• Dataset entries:
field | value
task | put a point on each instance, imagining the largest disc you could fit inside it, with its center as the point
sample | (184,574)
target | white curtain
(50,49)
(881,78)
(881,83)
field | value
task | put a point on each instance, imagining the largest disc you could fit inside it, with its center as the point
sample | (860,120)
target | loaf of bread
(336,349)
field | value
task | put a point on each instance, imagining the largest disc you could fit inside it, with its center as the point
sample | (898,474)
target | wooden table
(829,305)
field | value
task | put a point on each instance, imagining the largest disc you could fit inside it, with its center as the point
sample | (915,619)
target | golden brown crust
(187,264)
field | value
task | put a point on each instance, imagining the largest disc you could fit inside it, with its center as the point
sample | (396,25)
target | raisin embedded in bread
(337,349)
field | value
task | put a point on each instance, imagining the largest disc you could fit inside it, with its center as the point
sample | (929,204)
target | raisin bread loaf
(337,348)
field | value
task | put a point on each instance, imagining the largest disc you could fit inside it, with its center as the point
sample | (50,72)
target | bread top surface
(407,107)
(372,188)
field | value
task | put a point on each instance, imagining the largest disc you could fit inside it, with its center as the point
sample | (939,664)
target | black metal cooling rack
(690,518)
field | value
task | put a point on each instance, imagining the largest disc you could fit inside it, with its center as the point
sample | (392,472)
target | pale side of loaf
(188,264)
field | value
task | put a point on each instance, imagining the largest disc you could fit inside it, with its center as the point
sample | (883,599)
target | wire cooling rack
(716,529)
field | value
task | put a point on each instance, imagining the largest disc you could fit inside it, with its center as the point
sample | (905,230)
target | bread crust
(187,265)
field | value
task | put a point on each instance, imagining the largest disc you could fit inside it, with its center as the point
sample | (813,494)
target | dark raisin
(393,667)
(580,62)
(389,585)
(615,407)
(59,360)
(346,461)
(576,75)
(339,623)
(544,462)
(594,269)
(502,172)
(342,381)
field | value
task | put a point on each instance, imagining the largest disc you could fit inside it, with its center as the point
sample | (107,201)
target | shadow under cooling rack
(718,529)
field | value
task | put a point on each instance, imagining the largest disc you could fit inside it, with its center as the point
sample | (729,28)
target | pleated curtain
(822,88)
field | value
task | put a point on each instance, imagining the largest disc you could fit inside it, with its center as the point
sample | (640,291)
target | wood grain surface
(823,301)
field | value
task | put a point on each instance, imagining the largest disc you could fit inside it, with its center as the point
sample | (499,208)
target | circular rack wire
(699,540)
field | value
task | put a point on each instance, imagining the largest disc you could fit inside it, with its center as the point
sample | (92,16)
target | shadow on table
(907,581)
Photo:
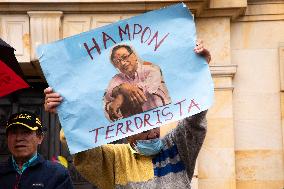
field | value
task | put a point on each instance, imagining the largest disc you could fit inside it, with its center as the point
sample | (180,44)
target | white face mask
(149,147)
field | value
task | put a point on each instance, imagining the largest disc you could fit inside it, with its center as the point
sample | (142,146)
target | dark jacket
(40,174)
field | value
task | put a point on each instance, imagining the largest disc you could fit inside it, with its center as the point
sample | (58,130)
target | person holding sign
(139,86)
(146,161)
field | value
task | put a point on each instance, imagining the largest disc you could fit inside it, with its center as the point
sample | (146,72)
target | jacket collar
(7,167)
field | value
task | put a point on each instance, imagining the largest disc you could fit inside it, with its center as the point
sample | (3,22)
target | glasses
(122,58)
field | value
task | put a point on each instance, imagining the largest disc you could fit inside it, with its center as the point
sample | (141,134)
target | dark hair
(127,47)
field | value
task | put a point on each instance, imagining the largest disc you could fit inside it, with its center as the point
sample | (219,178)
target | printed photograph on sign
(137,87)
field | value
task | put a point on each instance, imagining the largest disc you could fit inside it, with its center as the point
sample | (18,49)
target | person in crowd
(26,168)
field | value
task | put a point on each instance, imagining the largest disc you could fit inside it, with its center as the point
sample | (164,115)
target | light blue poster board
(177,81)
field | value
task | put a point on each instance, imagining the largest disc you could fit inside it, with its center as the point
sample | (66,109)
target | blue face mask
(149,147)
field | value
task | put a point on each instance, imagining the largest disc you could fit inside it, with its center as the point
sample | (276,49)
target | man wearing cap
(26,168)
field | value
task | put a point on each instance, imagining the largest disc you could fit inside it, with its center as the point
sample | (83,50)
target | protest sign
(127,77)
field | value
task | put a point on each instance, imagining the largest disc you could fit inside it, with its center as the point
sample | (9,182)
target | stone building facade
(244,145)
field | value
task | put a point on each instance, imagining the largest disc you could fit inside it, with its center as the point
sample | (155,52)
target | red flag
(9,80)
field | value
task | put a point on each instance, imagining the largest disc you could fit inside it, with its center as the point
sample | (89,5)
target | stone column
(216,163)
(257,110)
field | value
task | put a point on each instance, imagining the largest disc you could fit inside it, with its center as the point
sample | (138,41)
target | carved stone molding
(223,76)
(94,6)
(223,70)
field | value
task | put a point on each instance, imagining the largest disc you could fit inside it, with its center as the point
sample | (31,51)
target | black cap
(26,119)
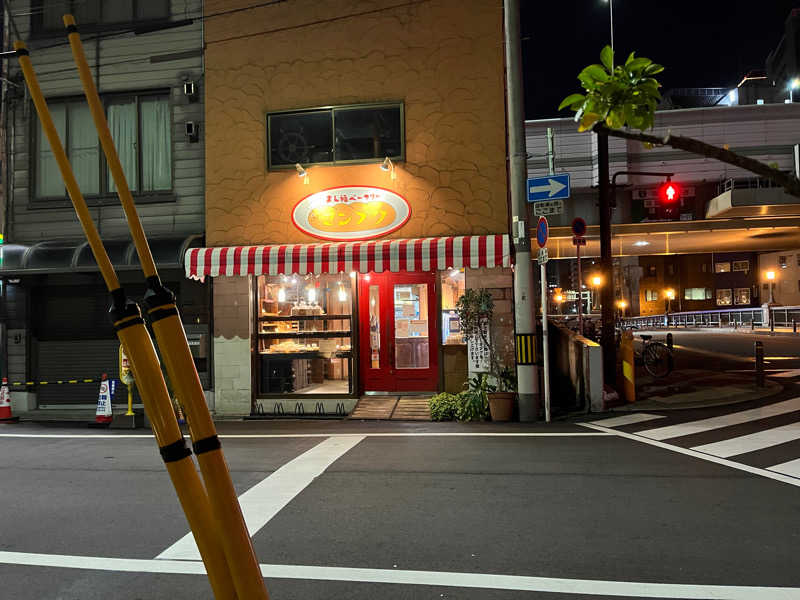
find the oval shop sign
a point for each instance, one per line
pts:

---

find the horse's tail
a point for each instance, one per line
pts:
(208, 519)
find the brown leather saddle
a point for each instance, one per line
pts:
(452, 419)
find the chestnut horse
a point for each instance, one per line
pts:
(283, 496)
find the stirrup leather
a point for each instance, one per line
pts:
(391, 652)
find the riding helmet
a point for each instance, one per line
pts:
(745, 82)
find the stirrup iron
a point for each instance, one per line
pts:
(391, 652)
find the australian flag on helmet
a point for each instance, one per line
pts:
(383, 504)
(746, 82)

• REQUIRED WORK:
Whenever a line of the data above includes the word "stirrup", copy that line.

• EXERCISE OUTPUT:
find the stirrup leather
find the stirrup iron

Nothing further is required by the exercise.